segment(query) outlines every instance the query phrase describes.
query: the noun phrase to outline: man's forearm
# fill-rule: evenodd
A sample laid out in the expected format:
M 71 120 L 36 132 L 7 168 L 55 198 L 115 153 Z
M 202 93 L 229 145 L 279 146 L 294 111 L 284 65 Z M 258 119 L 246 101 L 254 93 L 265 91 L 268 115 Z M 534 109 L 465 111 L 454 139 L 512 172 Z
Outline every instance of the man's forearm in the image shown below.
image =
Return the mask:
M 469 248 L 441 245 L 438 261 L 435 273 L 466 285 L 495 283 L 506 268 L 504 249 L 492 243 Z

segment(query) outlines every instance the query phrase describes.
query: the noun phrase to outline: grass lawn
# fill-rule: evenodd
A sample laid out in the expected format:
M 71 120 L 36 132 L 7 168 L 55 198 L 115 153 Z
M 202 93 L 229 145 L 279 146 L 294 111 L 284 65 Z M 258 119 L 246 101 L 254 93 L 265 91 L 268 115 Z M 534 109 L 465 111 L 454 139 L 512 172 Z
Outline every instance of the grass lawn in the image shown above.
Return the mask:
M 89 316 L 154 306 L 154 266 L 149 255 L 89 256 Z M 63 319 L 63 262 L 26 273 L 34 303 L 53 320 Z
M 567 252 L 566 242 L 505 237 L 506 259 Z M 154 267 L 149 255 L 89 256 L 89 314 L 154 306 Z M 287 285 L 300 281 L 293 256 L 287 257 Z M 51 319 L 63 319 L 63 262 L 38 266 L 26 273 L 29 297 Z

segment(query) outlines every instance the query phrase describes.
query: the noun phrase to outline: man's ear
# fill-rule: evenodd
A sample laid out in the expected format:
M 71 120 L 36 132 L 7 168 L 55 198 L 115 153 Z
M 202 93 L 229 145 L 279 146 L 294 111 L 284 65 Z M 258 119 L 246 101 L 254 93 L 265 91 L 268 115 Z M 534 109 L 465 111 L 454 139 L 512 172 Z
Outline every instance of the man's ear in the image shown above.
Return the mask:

══════════

**REQUIREMENTS**. Reproduce every line of the data above word for word.

**SOLUTION**.
segment(query) outlines every instance the query phrase describes.
query: the noun phrase to outline: man's forearm
# fill-rule: evenodd
A sample laid out in the expected format:
M 71 120 L 36 132 L 7 168 L 55 198 L 115 153 Z
M 202 93 L 229 145 L 279 146 L 294 111 L 284 65 Z M 258 119 L 246 101 L 254 93 L 265 91 L 268 115 Z M 534 109 L 465 111 L 454 139 L 512 172 Z
Outline every instance of the man's forearm in the image shown below.
image =
Return the mask:
M 469 248 L 441 245 L 438 261 L 435 273 L 466 285 L 495 283 L 506 268 L 504 249 L 492 243 Z

segment(query) outlines every instance the query phrase describes.
query: the noun phrase to outline: grass lawn
# fill-rule: evenodd
A sample laid out in the expected format:
M 71 120 L 36 132 L 7 168 L 55 198 L 115 153 Z
M 202 93 L 229 145 L 279 146 L 294 111 L 284 65 Z M 258 119 L 246 101 L 254 93 L 265 91 L 268 115 Z M 534 109 L 465 111 L 454 139 L 512 172 Z
Outline every instance of the grass lawn in the image shown above.
Return the mask:
M 89 316 L 154 306 L 154 266 L 149 255 L 89 256 Z M 63 319 L 63 262 L 26 273 L 34 303 L 53 320 Z
M 567 252 L 566 242 L 505 237 L 506 259 Z M 154 267 L 149 255 L 89 256 L 89 314 L 154 306 Z M 287 285 L 300 281 L 293 256 L 287 257 Z M 51 319 L 63 319 L 63 262 L 38 266 L 26 273 L 29 297 Z

segment(query) outlines every instance the query phrase describes.
query: the noun phrase to outline: man's ear
# fill-rule: evenodd
A sample laid out in the expected format:
M 71 120 L 36 132 L 7 168 L 55 198 L 115 153 Z
M 202 93 L 229 145 L 279 146 L 294 111 L 284 65 Z M 258 119 L 246 101 L 254 93 L 265 91 L 268 115 Z M 534 109 L 465 111 L 454 139 L 512 172 Z
Outline every instance of the man's ear in the image shown above.
Return the mask:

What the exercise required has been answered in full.